Copy every line of the entries below, switching "deepest" to "innermost" wherever it occurs and leaving everything else as it is.

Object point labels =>
_ _ _

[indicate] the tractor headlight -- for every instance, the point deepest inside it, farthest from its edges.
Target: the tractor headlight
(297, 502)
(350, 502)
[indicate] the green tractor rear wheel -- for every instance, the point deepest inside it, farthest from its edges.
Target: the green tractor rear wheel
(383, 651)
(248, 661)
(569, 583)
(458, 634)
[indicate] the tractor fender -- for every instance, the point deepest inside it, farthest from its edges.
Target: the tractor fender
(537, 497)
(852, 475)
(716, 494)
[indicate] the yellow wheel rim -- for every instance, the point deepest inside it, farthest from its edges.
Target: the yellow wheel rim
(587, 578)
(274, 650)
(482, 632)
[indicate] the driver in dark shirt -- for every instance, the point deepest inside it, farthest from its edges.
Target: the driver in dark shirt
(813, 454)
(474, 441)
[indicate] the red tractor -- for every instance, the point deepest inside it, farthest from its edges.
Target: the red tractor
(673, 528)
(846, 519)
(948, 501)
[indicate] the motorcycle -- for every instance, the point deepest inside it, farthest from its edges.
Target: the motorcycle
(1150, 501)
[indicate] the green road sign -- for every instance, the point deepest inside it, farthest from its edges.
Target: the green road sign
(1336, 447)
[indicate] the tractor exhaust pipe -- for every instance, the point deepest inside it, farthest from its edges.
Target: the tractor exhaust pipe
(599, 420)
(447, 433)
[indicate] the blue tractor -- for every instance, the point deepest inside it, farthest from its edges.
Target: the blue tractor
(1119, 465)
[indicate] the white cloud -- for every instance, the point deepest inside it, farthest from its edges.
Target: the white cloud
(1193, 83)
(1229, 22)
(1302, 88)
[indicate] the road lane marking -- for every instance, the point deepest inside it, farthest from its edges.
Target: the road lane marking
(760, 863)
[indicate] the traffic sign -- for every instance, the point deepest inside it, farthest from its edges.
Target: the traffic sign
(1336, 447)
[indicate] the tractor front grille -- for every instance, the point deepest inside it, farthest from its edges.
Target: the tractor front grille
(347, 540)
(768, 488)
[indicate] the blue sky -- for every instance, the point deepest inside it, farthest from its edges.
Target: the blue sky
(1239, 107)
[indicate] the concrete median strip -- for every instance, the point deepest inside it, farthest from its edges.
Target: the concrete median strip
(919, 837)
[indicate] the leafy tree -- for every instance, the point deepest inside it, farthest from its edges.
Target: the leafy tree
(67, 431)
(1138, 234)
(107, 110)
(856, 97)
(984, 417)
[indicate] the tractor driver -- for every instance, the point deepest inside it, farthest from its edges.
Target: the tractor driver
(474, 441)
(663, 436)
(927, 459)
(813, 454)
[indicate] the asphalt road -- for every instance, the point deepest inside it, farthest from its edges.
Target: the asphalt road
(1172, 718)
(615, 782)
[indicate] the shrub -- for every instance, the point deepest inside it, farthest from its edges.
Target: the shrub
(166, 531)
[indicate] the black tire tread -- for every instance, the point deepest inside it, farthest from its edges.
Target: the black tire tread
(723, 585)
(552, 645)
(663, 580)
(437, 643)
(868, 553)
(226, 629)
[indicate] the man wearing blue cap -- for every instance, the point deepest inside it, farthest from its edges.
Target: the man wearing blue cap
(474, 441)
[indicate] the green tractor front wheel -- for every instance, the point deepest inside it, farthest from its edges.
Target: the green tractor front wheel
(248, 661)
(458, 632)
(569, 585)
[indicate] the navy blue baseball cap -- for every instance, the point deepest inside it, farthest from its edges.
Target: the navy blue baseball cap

_ _ _

Task output =>
[indicate] the tractor headlight -- for every instance, the point innermost inside it, farthest from its edges.
Target: the tractor headlight
(297, 502)
(350, 502)
[indicate] the green tractor rear wheel -- for every instance, the point innermost inside it, farthest from its edges.
Target: the green tractor rear wheel
(383, 651)
(248, 661)
(569, 583)
(458, 634)
[indicate] the tractor fender -- for every instance, the point innermost inside it, farthest from its edges.
Target: the tractor fender
(537, 497)
(852, 475)
(716, 494)
[indicate] the yellow wheel rim -- for every instance, the point innermost inside it, farthest from its edges.
Target: the yellow wheel rim
(587, 578)
(274, 650)
(482, 632)
[indicate] the driver in dark shirt -- for every instance, the point innermost inside it, farthest from its edges.
Target: the driver in dark shirt
(813, 454)
(474, 441)
[indicate] the red tractor -- for every instance, the point innermost inside it, farthest from its edges.
Target: the red tractor
(673, 528)
(846, 519)
(948, 501)
[indicate] the motorcycle -- for every instance, the point innermost inside it, farthest from its edges.
Target: the motorcycle
(1150, 501)
[indicate] the green road sign -- for every instance, the point innermost inside it, farthest from its edges.
Target: the green road sign
(1336, 447)
[indicate] the tractor exhaust pipe -- for every instance, the point innermost inside it, farthest from its edges.
Target: the tractor exhaust pipe
(599, 420)
(447, 433)
[indicate] the blue tractor -- for every instance, the point innermost inside it, farthest from its edges.
Target: the blue tractor
(1119, 465)
[indicate] the white cloud -- for every instance, the point innermost inside it, farthest from its edges.
Target: the white cloud
(1193, 83)
(1229, 22)
(1302, 88)
[indicate] the road lane marking -- for every instance, the point innermost inside it, farthest from its edges.
Target: the road lane marking
(760, 863)
[indicate] the traffic sign -- for every instance, the point innermost inside it, farthest from its edges.
Target: the traffic sign
(1336, 447)
[indicate] the tractor front grille -- for every instance, the point innermost inside it, farthest from its edges.
Target: the tractor front grille
(347, 540)
(768, 488)
[indicate] the blue sky -- for every instance, the point innermost inside it, farthest from its edges.
Target: the blue sky
(1239, 107)
[indicate] the concrete median strip -- for every instance, the point innermost inside it, farthest from its edges.
Target: the concrete median strip
(919, 837)
[indicate] the leafy tree -- for every instance, the point innermost inside it, farthest from its edges.
Target: the leafy tree
(67, 431)
(1138, 234)
(107, 110)
(856, 97)
(984, 417)
[indicate] the tractor driver -- for every instance, the point innermost inside it, farthest from its edges.
Target: the tractor driver
(474, 441)
(663, 436)
(927, 459)
(813, 454)
[indicate] the asphalt road -- for every instance, the point innermost inside it, farthest from its edges.
Target: the asphalt road
(1172, 718)
(615, 782)
[indicate] the shrub -- for every instance, the point innermost inside it, farthest from its edges.
Target: the shrub
(166, 531)
[indicate] the black tire tread -- for every instance, the point innermost inside it, farthest from its edges.
Target: the black tire tread
(723, 585)
(552, 645)
(663, 580)
(437, 643)
(868, 553)
(226, 629)
[indicate] the man wearing blue cap -- for every instance, the point innermost inside it, farthest from its edges.
Target: the man wearing blue cap
(474, 441)
[indicate] the green tractor front wheel -- for every instance, the point innermost inside it, farthest from its edges.
Target: the green tractor front wheel
(248, 661)
(458, 632)
(569, 585)
[indicate] the navy blue baseball cap -- for every instance, the point innermost inside it, farthest from its edges.
Target: the navy blue baseball cap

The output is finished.